#### Task objective:
Return every one of the records below verbatim, reproducing each line unchanged and in its original order.

#### Extracted material:
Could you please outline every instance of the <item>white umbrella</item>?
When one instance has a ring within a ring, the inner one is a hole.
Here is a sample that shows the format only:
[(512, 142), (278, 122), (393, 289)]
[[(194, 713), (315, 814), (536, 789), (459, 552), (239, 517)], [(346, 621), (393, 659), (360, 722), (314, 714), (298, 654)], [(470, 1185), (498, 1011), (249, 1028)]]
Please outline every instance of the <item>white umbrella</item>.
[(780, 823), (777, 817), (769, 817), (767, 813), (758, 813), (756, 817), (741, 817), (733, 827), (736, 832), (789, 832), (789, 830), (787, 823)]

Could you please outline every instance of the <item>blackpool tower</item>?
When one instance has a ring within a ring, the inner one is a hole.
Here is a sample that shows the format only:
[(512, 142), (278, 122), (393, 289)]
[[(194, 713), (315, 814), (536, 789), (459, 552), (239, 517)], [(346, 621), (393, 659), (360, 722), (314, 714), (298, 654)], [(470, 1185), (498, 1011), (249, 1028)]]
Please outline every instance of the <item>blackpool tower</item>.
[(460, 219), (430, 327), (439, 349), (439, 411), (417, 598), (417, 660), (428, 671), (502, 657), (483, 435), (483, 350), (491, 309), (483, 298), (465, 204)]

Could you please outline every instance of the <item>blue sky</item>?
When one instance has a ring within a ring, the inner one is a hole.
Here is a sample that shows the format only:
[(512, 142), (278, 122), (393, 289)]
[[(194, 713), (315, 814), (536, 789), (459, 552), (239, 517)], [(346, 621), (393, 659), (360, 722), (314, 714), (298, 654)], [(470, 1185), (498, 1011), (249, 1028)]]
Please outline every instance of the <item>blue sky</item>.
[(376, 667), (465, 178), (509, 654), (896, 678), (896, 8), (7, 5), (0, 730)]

#### The output:
Could you please outline every instance of the <item>white umbrella</item>?
When one instance has a ring within a ring, the inner one is a hole.
Here is a sample that shows the format only:
[(512, 142), (278, 122), (393, 289)]
[[(194, 713), (315, 814), (536, 789), (459, 552), (239, 517)], [(346, 621), (393, 659), (360, 722), (314, 714), (298, 654)], [(470, 1185), (498, 1011), (249, 1028)]]
Please outline every instance of the <item>white umbrella</item>.
[(780, 823), (777, 817), (769, 817), (767, 813), (758, 813), (756, 817), (741, 817), (733, 827), (736, 832), (789, 832), (789, 830), (787, 823)]

Could you please outline every instance of the <item>blackpool tower</item>?
When one instance has a ring within a ring, the inner one is a hole.
Here is a sample that shows the format only:
[(512, 142), (278, 122), (393, 289)]
[[(194, 713), (315, 814), (536, 789), (459, 552), (239, 517)], [(346, 621), (393, 659), (360, 722), (314, 714), (298, 654)], [(470, 1185), (498, 1011), (249, 1028)]]
Please outline every instance of the <item>blackpool tower</item>.
[(460, 219), (430, 327), (439, 349), (439, 411), (417, 598), (417, 660), (428, 671), (502, 657), (483, 435), (483, 350), (491, 309), (483, 298), (465, 204)]

Could you please outline every instance of the <item>blue sky</item>?
When one instance has a ring within a ring, the inner one is a hole.
Here is a sample that shows the format only:
[(512, 142), (278, 122), (393, 289)]
[[(194, 713), (315, 814), (536, 789), (459, 552), (239, 517)], [(346, 621), (393, 659), (360, 722), (314, 714), (298, 654)], [(470, 1185), (498, 1011), (249, 1028)]]
Please outline every instance of the <item>blue sky</item>.
[(376, 667), (465, 178), (509, 654), (896, 678), (896, 8), (7, 5), (0, 730)]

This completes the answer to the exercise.